* _SUPPLIED MATERIAL_
§ §

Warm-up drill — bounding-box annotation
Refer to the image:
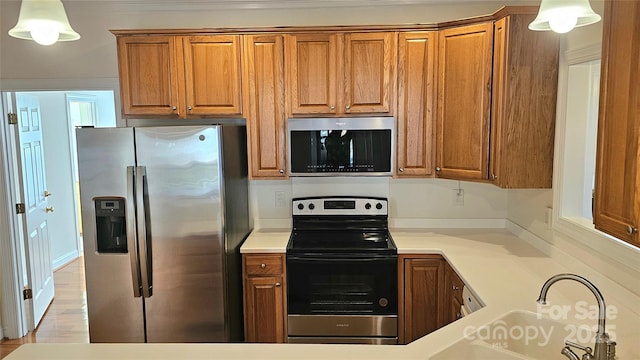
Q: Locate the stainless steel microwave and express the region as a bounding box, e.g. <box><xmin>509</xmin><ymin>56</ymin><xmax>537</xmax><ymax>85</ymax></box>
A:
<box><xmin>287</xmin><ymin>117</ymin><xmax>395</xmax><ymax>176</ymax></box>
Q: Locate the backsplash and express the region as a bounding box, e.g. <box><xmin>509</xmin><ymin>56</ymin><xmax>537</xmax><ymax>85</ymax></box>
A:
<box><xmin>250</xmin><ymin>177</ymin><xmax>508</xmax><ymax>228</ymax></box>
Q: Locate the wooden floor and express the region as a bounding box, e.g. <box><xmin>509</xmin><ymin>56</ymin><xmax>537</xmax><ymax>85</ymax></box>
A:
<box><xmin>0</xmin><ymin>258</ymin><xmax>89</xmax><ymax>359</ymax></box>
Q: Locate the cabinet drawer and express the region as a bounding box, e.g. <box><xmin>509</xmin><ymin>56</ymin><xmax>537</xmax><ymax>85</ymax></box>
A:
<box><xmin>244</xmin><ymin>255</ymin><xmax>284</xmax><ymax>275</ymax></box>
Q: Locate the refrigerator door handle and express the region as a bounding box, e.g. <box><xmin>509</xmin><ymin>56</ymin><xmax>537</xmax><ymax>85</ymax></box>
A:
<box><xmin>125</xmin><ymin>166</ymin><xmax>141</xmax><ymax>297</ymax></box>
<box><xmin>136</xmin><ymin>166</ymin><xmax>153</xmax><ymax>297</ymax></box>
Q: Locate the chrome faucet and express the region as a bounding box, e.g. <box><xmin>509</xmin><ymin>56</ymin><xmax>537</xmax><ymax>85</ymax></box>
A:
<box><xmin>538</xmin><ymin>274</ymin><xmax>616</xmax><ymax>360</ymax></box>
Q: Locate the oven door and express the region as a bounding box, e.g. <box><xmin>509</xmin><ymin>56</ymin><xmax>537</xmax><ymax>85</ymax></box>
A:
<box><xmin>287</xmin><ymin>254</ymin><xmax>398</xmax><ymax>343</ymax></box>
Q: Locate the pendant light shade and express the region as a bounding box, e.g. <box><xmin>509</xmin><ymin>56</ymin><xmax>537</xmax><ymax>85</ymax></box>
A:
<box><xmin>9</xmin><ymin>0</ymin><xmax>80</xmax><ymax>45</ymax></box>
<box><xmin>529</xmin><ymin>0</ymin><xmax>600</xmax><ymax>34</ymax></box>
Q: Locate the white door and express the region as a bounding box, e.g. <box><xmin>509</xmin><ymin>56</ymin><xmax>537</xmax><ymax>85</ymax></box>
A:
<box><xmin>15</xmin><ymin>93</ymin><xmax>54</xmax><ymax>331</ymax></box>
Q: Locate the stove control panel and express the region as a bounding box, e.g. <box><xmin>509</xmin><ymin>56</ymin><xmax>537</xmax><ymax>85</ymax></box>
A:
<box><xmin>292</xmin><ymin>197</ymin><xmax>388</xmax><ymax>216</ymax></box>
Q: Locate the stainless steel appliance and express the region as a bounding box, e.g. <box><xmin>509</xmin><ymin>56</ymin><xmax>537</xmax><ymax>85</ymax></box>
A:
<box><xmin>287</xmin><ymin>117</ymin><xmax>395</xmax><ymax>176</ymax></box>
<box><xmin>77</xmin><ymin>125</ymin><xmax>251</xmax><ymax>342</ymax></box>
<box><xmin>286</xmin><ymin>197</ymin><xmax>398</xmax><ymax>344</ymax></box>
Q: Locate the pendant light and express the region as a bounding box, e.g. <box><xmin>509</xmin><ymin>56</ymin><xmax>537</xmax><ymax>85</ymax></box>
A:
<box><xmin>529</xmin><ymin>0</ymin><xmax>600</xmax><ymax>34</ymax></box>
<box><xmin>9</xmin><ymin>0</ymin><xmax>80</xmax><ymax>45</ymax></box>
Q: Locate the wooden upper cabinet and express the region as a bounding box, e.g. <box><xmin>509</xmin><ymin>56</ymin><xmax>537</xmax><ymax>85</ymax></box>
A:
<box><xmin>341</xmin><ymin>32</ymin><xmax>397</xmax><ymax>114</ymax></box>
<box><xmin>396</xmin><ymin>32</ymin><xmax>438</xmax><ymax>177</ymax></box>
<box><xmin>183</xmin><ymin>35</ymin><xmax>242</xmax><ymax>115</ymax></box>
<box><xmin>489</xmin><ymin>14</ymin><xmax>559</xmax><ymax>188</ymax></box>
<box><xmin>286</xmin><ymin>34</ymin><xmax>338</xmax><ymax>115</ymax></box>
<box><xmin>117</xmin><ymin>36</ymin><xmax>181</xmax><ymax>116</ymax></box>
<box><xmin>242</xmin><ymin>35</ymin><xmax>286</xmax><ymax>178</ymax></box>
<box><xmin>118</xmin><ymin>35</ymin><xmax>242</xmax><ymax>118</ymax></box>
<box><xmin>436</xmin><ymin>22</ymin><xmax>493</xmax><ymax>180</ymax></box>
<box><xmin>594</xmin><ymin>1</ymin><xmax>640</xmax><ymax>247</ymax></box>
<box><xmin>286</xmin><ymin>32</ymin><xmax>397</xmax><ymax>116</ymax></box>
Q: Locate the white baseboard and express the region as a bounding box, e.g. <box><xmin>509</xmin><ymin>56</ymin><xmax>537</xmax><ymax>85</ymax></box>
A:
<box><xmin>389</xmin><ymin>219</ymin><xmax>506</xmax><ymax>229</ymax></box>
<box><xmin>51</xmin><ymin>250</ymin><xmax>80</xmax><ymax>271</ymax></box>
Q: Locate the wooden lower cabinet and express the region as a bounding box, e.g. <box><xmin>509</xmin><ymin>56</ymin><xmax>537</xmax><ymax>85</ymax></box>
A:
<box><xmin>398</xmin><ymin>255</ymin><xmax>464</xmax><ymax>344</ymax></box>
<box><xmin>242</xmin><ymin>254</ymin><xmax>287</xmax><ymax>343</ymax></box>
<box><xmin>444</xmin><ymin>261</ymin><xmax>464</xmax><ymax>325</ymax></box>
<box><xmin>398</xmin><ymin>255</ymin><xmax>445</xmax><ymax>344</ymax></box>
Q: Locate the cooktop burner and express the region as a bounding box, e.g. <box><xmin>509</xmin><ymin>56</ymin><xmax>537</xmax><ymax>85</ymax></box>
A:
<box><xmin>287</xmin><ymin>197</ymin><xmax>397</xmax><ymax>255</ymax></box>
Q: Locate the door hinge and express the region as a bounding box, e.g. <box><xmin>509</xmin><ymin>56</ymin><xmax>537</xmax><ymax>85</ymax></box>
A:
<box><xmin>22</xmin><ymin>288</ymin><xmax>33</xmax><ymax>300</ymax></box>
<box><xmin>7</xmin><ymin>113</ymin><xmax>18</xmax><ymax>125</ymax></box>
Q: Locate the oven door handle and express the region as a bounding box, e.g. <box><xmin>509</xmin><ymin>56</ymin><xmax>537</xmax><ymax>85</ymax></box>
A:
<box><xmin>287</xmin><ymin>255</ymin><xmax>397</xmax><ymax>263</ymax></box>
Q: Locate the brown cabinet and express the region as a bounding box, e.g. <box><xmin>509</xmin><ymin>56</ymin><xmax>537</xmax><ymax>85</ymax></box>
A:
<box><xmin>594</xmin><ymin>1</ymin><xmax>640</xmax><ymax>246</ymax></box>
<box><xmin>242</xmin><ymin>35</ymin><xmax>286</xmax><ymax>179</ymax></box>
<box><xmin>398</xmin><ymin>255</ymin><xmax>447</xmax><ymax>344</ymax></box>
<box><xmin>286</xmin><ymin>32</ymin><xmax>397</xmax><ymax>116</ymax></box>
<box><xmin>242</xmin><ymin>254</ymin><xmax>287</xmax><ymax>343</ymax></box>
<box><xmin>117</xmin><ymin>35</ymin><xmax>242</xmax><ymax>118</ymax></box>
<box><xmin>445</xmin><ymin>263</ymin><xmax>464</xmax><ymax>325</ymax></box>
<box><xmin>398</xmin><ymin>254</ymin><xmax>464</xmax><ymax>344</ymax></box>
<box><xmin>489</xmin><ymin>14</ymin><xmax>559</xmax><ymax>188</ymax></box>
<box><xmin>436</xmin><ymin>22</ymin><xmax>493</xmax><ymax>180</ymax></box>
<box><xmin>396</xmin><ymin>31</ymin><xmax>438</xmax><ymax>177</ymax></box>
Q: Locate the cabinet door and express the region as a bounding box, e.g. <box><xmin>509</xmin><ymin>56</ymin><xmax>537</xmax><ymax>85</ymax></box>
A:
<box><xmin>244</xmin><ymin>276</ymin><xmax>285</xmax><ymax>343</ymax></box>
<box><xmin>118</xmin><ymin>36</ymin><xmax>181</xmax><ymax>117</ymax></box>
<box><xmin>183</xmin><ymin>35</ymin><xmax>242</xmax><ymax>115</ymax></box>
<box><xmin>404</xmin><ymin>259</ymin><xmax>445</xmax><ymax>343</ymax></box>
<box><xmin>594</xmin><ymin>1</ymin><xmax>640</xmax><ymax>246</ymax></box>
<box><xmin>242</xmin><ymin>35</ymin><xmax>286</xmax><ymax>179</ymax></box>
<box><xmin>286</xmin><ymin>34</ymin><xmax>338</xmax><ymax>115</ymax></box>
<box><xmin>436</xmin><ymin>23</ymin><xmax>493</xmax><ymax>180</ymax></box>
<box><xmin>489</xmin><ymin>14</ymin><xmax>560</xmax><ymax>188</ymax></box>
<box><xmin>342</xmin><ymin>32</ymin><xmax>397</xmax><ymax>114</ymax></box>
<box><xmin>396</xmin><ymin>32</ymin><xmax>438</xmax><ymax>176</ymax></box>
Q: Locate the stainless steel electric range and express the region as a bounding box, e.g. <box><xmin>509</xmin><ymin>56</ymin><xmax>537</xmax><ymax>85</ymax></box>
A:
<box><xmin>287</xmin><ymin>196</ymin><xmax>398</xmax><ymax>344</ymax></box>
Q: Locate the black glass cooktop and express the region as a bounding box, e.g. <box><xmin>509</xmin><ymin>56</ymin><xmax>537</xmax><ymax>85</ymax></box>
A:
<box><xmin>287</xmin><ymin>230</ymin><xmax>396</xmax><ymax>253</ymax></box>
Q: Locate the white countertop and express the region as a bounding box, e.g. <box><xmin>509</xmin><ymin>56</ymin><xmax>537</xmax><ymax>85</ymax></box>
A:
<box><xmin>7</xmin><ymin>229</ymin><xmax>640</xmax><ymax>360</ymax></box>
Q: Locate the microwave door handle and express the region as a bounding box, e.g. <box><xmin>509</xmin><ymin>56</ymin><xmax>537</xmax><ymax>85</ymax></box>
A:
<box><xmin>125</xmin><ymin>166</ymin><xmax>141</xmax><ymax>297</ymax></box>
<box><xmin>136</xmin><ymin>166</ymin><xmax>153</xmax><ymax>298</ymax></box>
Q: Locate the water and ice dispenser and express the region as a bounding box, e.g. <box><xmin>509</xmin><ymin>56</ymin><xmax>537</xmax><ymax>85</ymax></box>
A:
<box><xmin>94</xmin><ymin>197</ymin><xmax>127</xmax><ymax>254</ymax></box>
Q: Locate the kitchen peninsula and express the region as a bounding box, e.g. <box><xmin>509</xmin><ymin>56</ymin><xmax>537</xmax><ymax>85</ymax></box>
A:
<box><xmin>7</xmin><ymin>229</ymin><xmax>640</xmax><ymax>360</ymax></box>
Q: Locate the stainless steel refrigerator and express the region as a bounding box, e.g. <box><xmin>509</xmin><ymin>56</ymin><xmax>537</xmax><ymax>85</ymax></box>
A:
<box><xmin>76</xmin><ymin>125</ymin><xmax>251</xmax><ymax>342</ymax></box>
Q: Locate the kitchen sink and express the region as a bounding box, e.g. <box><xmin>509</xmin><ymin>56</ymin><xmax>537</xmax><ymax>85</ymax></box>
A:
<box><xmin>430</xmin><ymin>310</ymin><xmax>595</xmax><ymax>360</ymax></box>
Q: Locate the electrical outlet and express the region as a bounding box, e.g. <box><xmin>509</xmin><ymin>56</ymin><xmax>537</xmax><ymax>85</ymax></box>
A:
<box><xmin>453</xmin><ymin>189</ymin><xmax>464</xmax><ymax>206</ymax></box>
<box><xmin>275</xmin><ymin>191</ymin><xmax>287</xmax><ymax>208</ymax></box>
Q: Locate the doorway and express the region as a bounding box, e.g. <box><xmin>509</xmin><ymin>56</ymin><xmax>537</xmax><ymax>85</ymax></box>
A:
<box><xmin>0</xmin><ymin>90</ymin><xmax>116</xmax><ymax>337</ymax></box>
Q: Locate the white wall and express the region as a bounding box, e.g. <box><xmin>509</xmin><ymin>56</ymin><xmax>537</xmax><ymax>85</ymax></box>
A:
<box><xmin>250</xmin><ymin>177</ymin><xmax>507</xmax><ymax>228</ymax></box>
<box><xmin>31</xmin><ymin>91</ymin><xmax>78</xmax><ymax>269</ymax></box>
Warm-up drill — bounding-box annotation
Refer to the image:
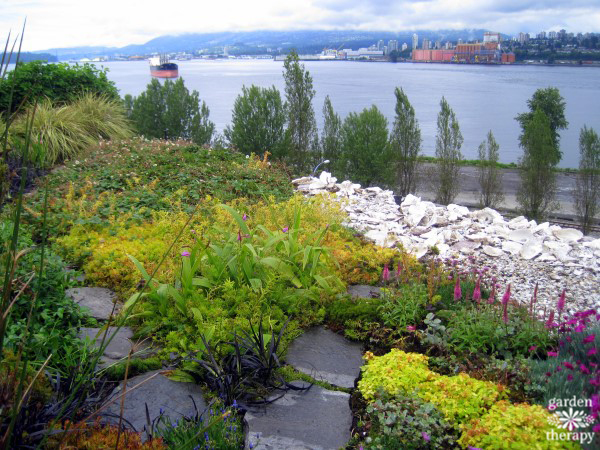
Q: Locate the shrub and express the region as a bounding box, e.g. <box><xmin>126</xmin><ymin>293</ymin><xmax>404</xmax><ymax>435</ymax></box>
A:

§ §

* _DIRECTIVE_
Copy out exactly the lines from the one with "Q: Locate the doorway" through the end of the listing, both ends included, omitting any picture.

* _SOLUTION_
Q: Locate the doorway and express the region as a bounding box, e.g. <box><xmin>509</xmin><ymin>56</ymin><xmax>537</xmax><ymax>85</ymax></box>
A:
<box><xmin>0</xmin><ymin>90</ymin><xmax>116</xmax><ymax>337</ymax></box>
Q: Locate the white wall and express the region as a bounding box, e.g. <box><xmin>509</xmin><ymin>56</ymin><xmax>537</xmax><ymax>85</ymax></box>
A:
<box><xmin>250</xmin><ymin>177</ymin><xmax>507</xmax><ymax>228</ymax></box>
<box><xmin>31</xmin><ymin>91</ymin><xmax>78</xmax><ymax>269</ymax></box>
Warm-up drill — bounding-box annotation
Refer to the image:
Q: Locate the shrub and express the region as a bounding box, e.g. <box><xmin>126</xmin><ymin>293</ymin><xmax>404</xmax><ymax>435</ymax></box>
A:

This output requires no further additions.